From the records that follow, copy every line in which "green" appears.

##### PROVIDED DATA #####

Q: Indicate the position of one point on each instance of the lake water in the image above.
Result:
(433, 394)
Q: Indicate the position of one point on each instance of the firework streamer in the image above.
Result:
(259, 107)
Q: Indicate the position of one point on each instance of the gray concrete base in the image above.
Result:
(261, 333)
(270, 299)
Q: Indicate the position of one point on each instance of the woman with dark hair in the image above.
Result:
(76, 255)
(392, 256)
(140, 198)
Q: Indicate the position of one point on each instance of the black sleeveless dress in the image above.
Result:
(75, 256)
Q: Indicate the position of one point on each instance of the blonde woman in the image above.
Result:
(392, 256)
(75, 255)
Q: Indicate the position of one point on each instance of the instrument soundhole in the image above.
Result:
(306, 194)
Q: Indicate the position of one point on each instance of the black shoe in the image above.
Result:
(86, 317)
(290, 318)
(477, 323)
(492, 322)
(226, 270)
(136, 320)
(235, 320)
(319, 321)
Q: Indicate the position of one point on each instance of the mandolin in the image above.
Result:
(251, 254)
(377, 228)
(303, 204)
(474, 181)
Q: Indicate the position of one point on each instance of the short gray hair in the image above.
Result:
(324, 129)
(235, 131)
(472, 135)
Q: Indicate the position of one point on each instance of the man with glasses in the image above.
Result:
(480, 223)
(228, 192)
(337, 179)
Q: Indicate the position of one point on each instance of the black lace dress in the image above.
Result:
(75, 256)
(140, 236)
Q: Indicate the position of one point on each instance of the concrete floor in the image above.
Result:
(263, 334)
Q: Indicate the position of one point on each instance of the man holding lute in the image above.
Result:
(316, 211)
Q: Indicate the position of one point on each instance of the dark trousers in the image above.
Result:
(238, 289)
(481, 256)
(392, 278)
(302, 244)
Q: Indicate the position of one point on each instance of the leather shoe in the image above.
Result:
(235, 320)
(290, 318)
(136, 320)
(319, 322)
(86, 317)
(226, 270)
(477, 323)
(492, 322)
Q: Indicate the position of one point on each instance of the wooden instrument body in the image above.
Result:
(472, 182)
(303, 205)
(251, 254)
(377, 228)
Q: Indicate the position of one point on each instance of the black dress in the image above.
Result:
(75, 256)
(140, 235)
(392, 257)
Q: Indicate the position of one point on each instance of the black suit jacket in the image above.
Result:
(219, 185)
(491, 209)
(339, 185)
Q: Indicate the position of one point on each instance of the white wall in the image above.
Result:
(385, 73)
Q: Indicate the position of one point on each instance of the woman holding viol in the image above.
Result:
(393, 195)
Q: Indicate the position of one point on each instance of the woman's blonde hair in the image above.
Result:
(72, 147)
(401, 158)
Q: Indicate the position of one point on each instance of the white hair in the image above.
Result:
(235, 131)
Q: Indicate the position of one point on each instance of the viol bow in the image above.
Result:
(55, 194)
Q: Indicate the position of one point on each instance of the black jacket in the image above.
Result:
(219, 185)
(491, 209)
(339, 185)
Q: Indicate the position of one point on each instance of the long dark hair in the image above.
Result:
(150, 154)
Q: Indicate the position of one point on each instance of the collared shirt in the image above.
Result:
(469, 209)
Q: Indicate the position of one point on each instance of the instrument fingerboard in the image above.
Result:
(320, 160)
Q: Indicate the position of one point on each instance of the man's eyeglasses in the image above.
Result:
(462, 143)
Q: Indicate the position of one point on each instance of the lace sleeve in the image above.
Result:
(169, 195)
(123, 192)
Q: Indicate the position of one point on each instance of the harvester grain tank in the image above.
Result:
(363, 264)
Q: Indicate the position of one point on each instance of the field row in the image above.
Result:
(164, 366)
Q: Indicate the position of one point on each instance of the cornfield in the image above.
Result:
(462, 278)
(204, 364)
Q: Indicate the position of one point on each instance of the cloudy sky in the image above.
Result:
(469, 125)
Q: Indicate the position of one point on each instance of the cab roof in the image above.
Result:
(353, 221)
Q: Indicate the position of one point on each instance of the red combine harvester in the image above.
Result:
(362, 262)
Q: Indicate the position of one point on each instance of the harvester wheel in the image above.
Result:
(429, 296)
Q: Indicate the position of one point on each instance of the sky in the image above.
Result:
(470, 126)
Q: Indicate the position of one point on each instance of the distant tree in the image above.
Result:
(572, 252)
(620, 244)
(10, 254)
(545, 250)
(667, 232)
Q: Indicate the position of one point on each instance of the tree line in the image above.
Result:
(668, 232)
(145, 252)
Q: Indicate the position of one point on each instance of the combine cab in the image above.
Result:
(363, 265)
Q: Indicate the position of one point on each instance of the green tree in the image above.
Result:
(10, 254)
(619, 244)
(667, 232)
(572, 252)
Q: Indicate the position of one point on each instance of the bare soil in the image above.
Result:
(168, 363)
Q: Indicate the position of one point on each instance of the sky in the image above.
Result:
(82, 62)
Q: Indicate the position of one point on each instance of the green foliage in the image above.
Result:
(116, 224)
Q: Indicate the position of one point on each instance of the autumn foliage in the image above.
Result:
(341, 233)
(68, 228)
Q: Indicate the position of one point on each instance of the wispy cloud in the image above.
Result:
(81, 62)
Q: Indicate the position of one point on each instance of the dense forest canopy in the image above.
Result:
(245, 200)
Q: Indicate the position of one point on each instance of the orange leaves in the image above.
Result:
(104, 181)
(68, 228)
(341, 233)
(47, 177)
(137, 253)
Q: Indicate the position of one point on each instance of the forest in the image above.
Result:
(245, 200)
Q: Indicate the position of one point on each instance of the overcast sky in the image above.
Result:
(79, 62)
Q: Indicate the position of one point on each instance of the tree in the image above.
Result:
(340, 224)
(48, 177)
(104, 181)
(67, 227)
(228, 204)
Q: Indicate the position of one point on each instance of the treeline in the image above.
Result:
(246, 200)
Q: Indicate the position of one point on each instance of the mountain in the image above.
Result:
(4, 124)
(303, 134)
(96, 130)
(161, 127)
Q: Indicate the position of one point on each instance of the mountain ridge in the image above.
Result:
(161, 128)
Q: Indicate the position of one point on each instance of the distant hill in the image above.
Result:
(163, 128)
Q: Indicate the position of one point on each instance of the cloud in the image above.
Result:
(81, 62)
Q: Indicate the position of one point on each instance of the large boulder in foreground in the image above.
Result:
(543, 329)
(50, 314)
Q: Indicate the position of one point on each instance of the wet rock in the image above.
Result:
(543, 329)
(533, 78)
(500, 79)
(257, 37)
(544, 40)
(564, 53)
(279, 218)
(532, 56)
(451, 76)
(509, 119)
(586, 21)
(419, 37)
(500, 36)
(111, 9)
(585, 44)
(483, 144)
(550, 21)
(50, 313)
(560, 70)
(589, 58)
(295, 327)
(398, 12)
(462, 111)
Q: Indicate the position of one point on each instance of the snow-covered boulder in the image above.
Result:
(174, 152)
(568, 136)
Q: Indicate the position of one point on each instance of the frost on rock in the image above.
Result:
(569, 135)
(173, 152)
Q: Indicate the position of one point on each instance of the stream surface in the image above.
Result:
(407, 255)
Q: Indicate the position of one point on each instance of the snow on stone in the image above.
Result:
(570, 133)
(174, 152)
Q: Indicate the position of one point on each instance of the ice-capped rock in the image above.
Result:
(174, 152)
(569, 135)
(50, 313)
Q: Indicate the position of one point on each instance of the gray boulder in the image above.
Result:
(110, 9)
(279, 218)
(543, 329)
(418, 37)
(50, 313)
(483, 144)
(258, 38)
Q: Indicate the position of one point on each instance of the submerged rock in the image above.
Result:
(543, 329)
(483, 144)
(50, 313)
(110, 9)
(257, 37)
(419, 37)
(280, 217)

#####

EXERCISE OUTPUT.
Q: Indicate the position of one point on each instance of the green tree in the image above.
Q: Indicate the position of one point on each instance of the green foliage in the image above.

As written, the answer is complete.